## WHAT NEEDS TO BE DONE
Would you restate each line of the data below word for word, without its pictures?

══ EXERCISE MATERIAL ══

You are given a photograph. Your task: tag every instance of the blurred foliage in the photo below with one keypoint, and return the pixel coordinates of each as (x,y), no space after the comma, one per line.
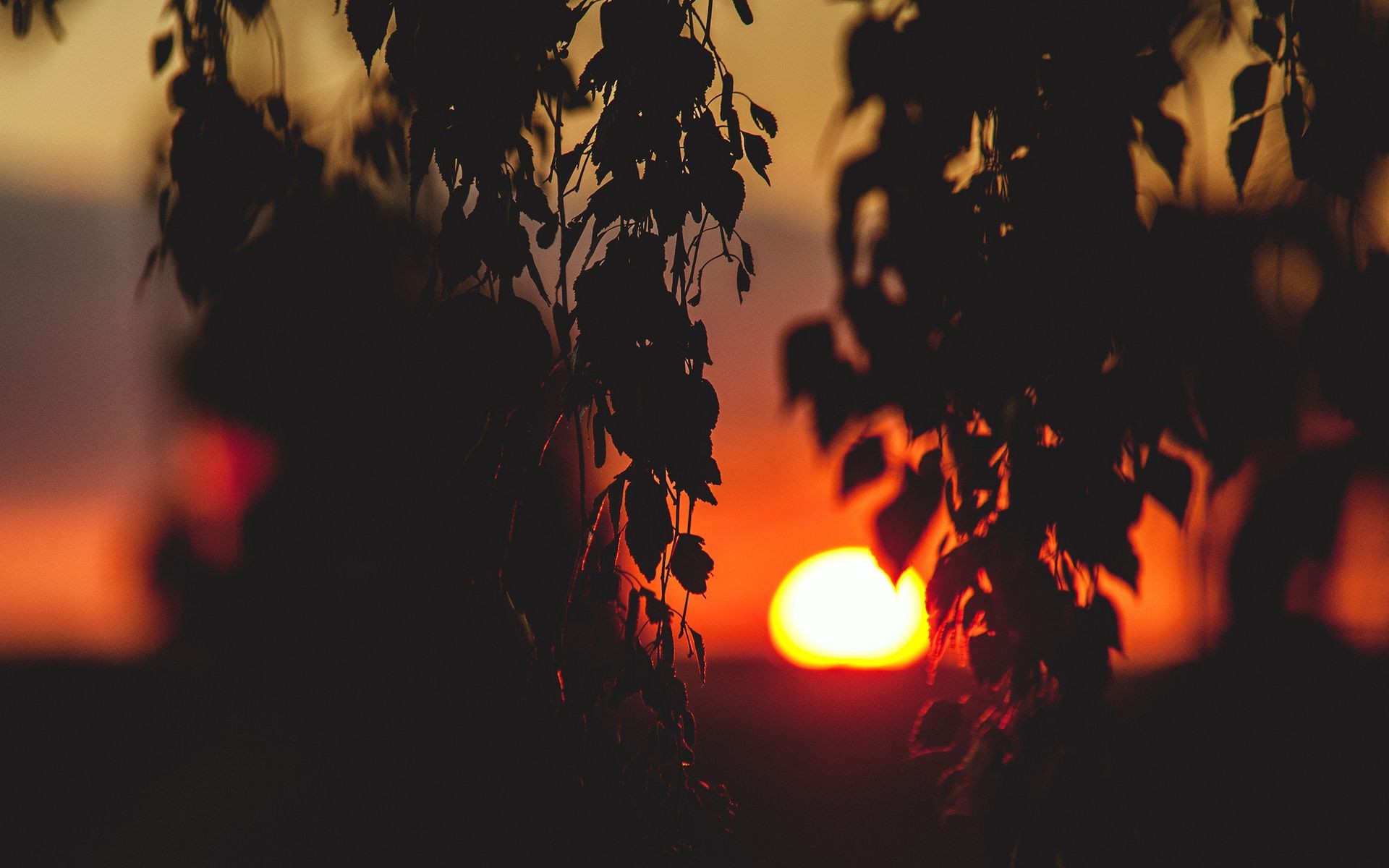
(417,542)
(1053,359)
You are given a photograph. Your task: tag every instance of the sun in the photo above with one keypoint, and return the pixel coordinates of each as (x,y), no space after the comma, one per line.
(839,608)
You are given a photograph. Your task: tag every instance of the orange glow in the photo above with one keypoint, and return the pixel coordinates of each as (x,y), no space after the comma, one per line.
(838,608)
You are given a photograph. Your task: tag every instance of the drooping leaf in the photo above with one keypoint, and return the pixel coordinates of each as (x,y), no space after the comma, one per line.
(955,574)
(1249,89)
(1168,481)
(898,528)
(691,564)
(990,658)
(1268,36)
(649,525)
(937,729)
(278,111)
(1167,140)
(759,155)
(1295,116)
(863,463)
(163,49)
(699,653)
(367,21)
(1244,140)
(764,120)
(1105,623)
(249,10)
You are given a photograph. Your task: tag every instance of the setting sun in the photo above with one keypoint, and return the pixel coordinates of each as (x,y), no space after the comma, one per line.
(838,608)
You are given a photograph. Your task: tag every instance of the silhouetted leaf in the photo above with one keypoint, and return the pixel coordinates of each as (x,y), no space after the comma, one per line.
(1249,89)
(1105,623)
(955,574)
(990,658)
(163,49)
(863,463)
(367,21)
(938,728)
(1168,481)
(898,528)
(699,653)
(1294,122)
(765,120)
(757,153)
(278,111)
(691,564)
(647,522)
(249,10)
(1244,140)
(1268,36)
(1167,140)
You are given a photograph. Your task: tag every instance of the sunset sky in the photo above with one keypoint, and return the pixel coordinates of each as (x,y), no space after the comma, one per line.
(85,422)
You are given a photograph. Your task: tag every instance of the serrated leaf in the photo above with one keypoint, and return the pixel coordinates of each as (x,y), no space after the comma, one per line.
(759,155)
(764,120)
(691,564)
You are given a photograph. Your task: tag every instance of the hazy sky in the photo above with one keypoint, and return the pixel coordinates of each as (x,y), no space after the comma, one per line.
(80,374)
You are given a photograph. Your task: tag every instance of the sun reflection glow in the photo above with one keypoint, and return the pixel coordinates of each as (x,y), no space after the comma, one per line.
(838,608)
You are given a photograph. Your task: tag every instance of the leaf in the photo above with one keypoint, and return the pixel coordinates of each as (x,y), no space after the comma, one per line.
(1268,36)
(759,155)
(1167,140)
(898,528)
(938,728)
(1249,89)
(163,51)
(1295,117)
(1168,481)
(764,120)
(1241,152)
(990,658)
(691,564)
(249,10)
(699,653)
(863,463)
(367,21)
(1105,623)
(647,522)
(278,111)
(955,574)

═══

## OUTPUT
You are given a photograph. Your task: tag every instance of the blurred foliage in the photo below with one keypoint, and return the pixel coordinates of each as (x,y), no space after the comma, one per line.
(417,542)
(1053,359)
You are given a photograph. Your task: tag every instance of the sun in the photo above with one keypoint, and return the pixel coordinates of each as (x,y), no space after the comma, one per line.
(839,608)
You are given a photograph. Your task: tag every instance of the orange glow in the photo above with one keypoint, and return the pixel coordinates of each as (x,y), no space after the comma, one per line.
(838,608)
You are given a photograph. Your task: tag every instance of the drooping leaf in the photo above with one keypoint, and return the pixel coordinates of each as (x,y), no space after the comma, one per line.
(955,574)
(1249,89)
(1168,481)
(898,528)
(691,564)
(990,658)
(1268,36)
(649,525)
(937,729)
(278,111)
(1167,140)
(759,155)
(1295,116)
(863,463)
(163,49)
(699,653)
(367,21)
(1244,140)
(764,120)
(1105,623)
(249,10)
You are given a photograph. Your task: tag every instance of the setting sun in the photo above with one keypoint, and return the pixel coordinates of each as (x,y), no space after the comma, one per line.
(838,608)
You are given a photograph. Your task: tag every instance of the silhouetted leaf in the photo above with one keypoint, and return the pixel coordinates of each as (x,y), no space after the comma, one per line.
(1249,89)
(1105,623)
(955,574)
(990,658)
(163,49)
(863,463)
(367,21)
(938,728)
(1168,481)
(898,528)
(699,653)
(1294,122)
(765,120)
(757,153)
(278,111)
(691,564)
(647,522)
(249,10)
(1244,140)
(1268,36)
(1167,140)
You are given a photograph. Your task: tag every instance of the sunset sky in the photo above with one keypoint, and return the pixel coordinates of each as (x,y), no space after the comma, one per line.
(85,422)
You are given a photograph. Your task: tag every instance of the serrated leaf in the photo above with one keypoint, and return the pixel coordinates of each as (x,y), no space after the comma, one per line.
(759,155)
(764,120)
(691,564)
You are given a photograph. Your task: tag every instance of the hazy sky in the photo above with one keypoint, and return the pixel coordinates of each as (x,y), no space after the comma, one per line.
(80,374)
You are given a photograph. Your task: tag every instance of the sun reflection glow in the photo above with one keypoint, and return the pixel coordinates of each as (x,y), no space after the comma, one per line.
(838,608)
You are given a photograph. Your task: tag every instance of the leaf in the photo above with one keypoint, and return the pixel coordinates of each as (x,y), no space after the comma, one per line.
(1268,36)
(759,155)
(1167,140)
(898,528)
(938,728)
(1249,89)
(163,51)
(1295,117)
(1168,481)
(764,120)
(1241,152)
(990,658)
(691,564)
(249,10)
(699,653)
(863,463)
(367,21)
(1105,623)
(647,522)
(278,111)
(955,574)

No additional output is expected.